| Your instructions |
What lines below include the word "every"? Copy each one.

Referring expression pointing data

<<<<

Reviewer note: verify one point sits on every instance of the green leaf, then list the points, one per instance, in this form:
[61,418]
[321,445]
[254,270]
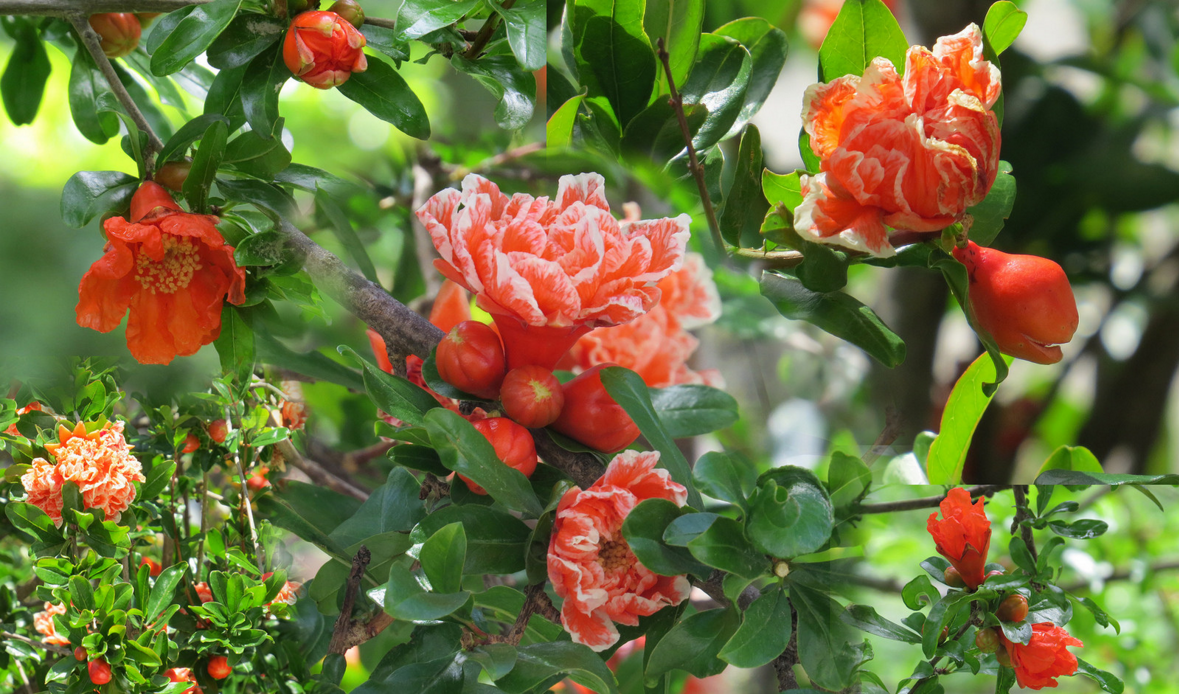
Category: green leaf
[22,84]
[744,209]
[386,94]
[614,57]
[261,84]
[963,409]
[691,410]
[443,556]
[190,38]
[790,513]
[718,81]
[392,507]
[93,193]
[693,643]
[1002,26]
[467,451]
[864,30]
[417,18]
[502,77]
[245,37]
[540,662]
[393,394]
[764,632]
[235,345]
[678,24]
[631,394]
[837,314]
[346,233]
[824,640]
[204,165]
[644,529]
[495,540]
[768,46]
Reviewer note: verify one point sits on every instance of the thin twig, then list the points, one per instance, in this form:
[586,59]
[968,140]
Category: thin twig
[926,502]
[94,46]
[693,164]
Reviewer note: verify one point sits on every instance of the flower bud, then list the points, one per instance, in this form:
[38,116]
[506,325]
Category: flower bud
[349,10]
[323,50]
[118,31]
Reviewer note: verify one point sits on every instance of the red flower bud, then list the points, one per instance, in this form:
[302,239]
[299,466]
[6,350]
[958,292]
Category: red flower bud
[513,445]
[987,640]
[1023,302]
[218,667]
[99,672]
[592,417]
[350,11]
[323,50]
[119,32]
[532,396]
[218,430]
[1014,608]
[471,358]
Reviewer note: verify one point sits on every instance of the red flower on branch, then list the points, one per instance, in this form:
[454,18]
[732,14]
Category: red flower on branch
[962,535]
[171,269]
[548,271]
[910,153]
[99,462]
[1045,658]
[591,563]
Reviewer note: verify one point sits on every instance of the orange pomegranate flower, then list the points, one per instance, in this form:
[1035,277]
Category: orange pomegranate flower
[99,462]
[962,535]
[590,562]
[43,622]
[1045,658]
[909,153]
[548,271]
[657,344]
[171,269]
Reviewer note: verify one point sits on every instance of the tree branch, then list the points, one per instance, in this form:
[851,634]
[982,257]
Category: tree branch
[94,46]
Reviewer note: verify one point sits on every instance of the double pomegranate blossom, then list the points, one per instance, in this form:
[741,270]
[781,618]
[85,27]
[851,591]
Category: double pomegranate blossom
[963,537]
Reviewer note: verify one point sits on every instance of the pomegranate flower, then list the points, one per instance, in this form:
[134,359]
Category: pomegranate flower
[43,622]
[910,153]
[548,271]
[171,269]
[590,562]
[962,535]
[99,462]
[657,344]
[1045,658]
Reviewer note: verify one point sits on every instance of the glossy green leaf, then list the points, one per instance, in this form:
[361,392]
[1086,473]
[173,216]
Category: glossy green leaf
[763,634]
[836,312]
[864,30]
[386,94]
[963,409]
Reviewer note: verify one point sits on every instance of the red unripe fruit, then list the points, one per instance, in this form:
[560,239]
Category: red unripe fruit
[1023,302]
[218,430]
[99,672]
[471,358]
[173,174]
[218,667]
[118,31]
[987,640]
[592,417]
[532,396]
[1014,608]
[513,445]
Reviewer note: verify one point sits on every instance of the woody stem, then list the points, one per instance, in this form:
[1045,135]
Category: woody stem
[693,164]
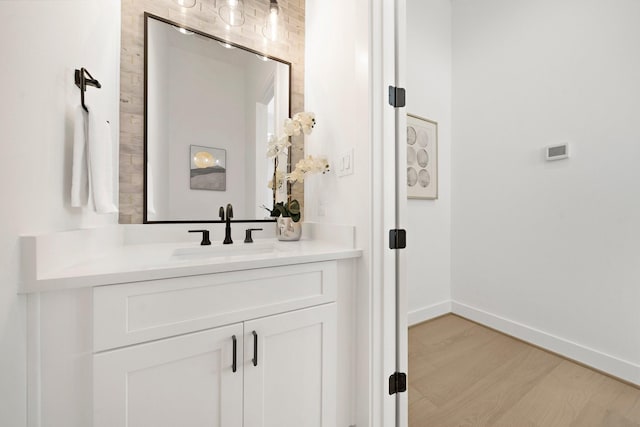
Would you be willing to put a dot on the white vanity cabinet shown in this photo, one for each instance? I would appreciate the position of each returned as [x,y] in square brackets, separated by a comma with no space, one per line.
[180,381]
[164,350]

>>>>
<<<<

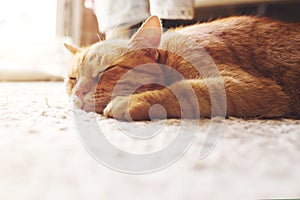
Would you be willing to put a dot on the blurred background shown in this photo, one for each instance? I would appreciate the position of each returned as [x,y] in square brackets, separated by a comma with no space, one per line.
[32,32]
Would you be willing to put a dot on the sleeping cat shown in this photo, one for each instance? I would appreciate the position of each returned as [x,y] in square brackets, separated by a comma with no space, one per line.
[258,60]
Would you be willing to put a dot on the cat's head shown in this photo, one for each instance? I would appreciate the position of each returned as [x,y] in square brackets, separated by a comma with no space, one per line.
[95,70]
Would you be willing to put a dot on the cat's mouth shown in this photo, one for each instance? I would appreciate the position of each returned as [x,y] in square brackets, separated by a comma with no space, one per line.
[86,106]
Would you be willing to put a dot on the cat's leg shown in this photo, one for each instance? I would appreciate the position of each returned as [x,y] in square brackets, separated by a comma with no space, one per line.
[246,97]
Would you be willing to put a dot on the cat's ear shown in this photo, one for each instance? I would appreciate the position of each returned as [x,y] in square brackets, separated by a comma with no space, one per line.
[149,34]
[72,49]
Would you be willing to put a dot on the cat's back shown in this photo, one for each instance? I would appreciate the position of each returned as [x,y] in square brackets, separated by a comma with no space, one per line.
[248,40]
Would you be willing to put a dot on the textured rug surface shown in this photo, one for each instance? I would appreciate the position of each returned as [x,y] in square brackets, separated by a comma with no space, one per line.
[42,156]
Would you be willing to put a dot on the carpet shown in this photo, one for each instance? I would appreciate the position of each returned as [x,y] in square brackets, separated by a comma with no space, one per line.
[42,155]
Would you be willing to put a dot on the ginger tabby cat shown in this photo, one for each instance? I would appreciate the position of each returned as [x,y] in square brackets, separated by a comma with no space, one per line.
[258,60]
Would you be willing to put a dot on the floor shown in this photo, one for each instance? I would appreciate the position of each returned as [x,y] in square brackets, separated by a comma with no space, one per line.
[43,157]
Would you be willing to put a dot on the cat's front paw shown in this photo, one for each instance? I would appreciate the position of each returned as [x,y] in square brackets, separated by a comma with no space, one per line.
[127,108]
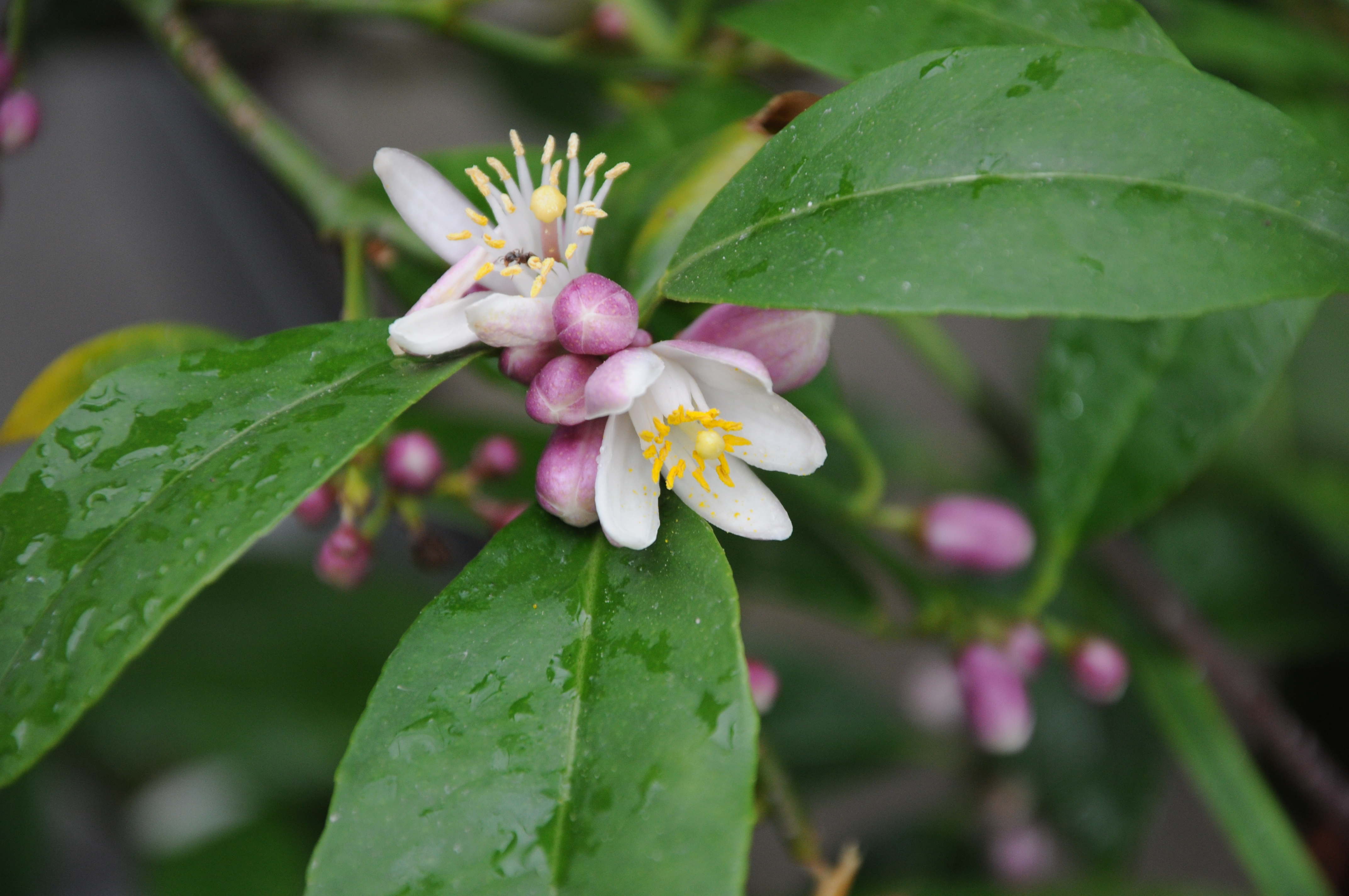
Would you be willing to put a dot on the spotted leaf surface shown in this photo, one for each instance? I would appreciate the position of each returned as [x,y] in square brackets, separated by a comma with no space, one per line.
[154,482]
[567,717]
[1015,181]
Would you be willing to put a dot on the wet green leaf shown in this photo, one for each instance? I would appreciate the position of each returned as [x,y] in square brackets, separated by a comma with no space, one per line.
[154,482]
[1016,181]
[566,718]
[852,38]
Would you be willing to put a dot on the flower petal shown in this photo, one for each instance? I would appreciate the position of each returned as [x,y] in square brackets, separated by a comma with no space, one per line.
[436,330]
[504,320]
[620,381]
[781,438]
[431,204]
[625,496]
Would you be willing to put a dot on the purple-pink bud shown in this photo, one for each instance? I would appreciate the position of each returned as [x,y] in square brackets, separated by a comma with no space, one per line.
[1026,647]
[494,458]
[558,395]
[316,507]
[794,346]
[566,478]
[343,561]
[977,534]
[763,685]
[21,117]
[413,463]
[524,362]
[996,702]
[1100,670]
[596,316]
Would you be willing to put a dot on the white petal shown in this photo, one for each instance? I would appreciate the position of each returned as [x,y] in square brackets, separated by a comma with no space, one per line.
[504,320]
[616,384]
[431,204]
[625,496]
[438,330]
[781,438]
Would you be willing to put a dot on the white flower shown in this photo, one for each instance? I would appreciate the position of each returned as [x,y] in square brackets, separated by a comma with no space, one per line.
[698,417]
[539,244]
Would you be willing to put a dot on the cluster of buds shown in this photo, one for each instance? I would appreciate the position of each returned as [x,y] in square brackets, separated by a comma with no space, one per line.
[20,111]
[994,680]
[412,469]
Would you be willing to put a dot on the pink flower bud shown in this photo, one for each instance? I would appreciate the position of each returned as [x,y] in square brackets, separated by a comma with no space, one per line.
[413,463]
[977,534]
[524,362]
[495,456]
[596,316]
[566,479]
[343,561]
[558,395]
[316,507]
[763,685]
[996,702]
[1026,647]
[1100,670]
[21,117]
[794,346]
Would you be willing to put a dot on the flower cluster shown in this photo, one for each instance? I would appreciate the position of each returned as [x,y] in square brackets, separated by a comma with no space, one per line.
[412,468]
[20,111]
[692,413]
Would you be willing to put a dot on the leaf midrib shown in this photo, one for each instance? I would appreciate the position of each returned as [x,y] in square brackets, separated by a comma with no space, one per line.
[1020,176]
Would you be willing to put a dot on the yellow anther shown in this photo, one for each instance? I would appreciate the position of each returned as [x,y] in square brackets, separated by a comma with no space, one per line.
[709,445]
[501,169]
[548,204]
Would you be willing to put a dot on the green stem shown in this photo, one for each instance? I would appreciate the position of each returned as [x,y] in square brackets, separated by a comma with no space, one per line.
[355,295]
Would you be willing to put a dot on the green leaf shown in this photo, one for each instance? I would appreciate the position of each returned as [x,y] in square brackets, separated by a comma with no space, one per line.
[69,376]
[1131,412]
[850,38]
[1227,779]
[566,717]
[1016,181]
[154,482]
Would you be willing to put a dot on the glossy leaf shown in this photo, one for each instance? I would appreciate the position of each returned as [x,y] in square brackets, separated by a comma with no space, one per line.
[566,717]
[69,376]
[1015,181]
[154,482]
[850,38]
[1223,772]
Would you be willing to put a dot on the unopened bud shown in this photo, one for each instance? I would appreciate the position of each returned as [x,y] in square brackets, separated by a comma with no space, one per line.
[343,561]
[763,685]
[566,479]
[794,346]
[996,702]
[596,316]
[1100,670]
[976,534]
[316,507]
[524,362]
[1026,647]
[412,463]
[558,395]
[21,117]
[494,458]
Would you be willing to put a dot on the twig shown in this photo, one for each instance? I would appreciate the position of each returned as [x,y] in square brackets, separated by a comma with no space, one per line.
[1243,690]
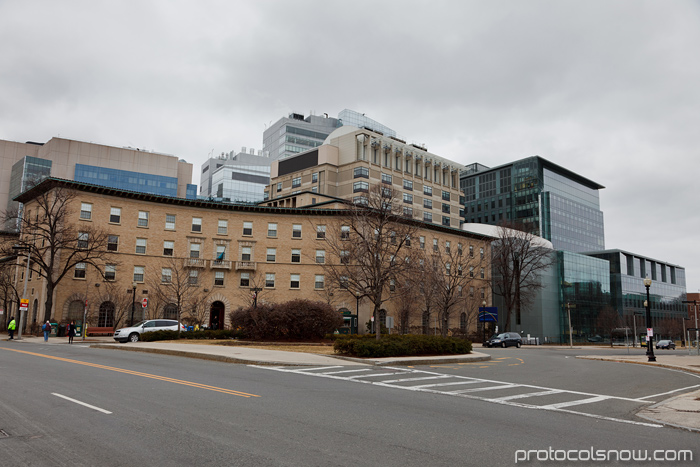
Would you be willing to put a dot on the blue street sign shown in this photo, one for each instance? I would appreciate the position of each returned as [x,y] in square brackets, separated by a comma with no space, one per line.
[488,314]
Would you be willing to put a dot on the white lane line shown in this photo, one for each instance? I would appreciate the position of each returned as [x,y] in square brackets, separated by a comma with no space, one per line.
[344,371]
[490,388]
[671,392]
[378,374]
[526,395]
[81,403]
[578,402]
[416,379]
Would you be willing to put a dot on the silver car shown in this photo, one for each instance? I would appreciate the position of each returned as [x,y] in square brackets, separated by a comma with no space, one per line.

>>>>

| The completed task |
Reviewer note: verify one point sits on every instance of the green leaf, then list the points, one per instance, in this form:
Reviewer note: verify one point sits on every instance of the thin twig, then list the points, one per instance, in this form:
Reviewer note: verify one point sits on every instance of the flower bud, then list the points, one per instance, in this form:
Reviewer note: verify one point sits on every instance of the red flower bud, then list the points, one per instance, in this form:
Reviewer note: verify one point sits on every instance of the red flower on branch, then list the points, one per instance, in this form:
Reviewer note: verify one point sits on every instance of the orange pomegranate flower, then list the points, one per instance, in this form:
Reviewer note: verify one point sits on every instance of the tree branch, then list the points, one per instance, in this form:
Reviewer note: verify one point sits on every instance of the double pomegranate blossom, then list the points, one per instance, in this form:
Reviewer note: verify one point sits on every instance of the pomegranate flower, then list the points, one per instance, in this form:
Reviewer note: verify one point sits on every instance of the glossy green leaf, then list the points, one per instance, in this form:
Reviewer note: verify one point sits on every instance of the red unripe fruit, then list the points, one per instance, in this form:
Reviewer note: verify one point sits on every instance of the woody stem, then list the points, one per instance, in this form:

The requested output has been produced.